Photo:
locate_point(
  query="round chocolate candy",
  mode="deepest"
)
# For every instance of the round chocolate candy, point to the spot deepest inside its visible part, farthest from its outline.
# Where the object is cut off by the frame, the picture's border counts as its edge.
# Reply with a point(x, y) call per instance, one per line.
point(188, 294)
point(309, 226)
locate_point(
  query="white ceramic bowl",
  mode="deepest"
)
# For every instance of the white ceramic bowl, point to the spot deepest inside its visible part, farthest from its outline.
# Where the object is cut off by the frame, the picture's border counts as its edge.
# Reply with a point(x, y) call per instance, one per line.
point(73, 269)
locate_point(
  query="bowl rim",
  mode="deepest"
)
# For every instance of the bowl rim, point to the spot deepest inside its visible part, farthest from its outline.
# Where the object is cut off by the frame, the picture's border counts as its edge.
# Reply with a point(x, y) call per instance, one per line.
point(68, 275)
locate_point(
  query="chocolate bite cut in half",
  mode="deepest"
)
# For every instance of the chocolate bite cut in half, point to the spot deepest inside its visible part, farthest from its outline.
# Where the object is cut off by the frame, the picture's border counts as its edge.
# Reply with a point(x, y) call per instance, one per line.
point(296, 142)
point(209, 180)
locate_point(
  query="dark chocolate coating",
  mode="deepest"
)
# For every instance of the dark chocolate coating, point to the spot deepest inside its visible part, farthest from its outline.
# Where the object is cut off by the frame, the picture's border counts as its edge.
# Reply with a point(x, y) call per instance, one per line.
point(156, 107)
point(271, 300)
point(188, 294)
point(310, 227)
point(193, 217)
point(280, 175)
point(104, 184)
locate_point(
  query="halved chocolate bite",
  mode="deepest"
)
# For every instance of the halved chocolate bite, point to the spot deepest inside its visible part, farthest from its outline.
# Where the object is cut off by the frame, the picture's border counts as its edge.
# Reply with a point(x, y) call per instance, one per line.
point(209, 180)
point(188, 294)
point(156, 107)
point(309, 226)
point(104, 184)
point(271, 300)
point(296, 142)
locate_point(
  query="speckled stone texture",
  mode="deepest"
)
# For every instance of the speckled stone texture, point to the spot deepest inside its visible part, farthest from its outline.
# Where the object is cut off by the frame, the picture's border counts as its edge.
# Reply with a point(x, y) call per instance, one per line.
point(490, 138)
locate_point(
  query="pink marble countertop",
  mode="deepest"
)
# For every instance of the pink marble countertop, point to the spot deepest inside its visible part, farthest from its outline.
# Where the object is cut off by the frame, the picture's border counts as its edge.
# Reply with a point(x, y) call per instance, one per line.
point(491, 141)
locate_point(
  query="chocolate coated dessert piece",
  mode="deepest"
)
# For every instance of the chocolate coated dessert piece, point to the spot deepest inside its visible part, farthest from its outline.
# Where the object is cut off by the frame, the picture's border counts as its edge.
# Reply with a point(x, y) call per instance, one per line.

## Work to complete
Retype the material in full. Each word must match.

## Answer to this task
Photo:
locate_point(
  query="round chocolate candy",
  mode="deepest"
)
# For every instance of the round chocolate candy, point to the spot deepest inside its visible part, farthest from its outline.
# Where the object is cut off by the frame, the picture's border counts as its edge.
# Reply with a point(x, y) call per instance, one per line.
point(188, 294)
point(309, 226)
locate_point(
  query="white ceramic bowl",
  mode="deepest"
)
# For every instance of the white ceramic bowl, point to the spot deepest inside its visible part, farthest from its outline.
# Where the object is cut off by the frame, the picture's border counts as its edge.
# Reply with a point(x, y) call per instance, one per line.
point(73, 269)
locate_point(
  query="bowl rim",
  mode="deepest"
)
# For every instance of the bowl rim, point to the spot deepest inside its visible part, farthest from its outline.
# Where the object is cut off by the frame, the picture's border counts as its edge.
# Reply with a point(x, y) call per instance, one per line.
point(68, 275)
locate_point(
  query="chocolate bite cut in half",
  mode="deepest"
)
# For every instance of the chocolate bite cut in half, point to the spot deepest inside its visible part, farthest from its outline.
# Where the object is cut off by the frame, the picture's border counts as its edge.
# Reply with a point(x, y) call per instance, one per line.
point(296, 142)
point(209, 180)
locate_point(
  query="dark chocolate coating",
  mode="deepest"
)
# For every instance of the dark chocolate coating, point to the spot deepest inside its visible part, farthest from its outline.
# Where the object is cut off by the frame, the picture's border counts as its edge.
# Reply with a point(x, y) call per instance, one per line.
point(156, 107)
point(271, 300)
point(188, 294)
point(310, 227)
point(193, 217)
point(280, 175)
point(104, 184)
locate_point(
  query="halved chocolate bite",
  mode="deepest"
)
# For every instance of the halved chocolate bite, point to the spot deepest inside its visible part, farthest from its outline.
# Where the object is cut off by the frame, the picture's border counts as its edge.
# Reply with a point(x, y) call per instance, one per line.
point(209, 180)
point(188, 294)
point(156, 107)
point(309, 226)
point(104, 184)
point(271, 300)
point(296, 142)
locate_point(
  query="speckled stone texture",
  mode="deepest"
)
# For every instance of the speckled stone texture, point to the spot deepest inside its visible part, farthest from its outline.
# Where the object is cut off by the frame, the picture's border counts as its edge.
# Reply with a point(x, y) call per instance, one per line.
point(490, 138)
locate_point(
  query="pink marble countertop",
  mode="deepest"
)
# For every instance of the pink marble countertop, point to the spot deepest inside its visible part, farthest from its outline.
# Where the object is cut off by the frame, the picture's border counts as its edge.
# Reply with a point(x, y) call per instance, one per line.
point(491, 141)
locate_point(
  query="chocolate coated dessert piece",
  mode="deepest"
)
# For every instance of the chocolate coated dessert piece, point to the spot deepest inside its visible part, farthest from its outline.
# Where the object is cut off by the frame, the picture's border counts as its edge.
# Reply with a point(x, y) call per instance, one per line.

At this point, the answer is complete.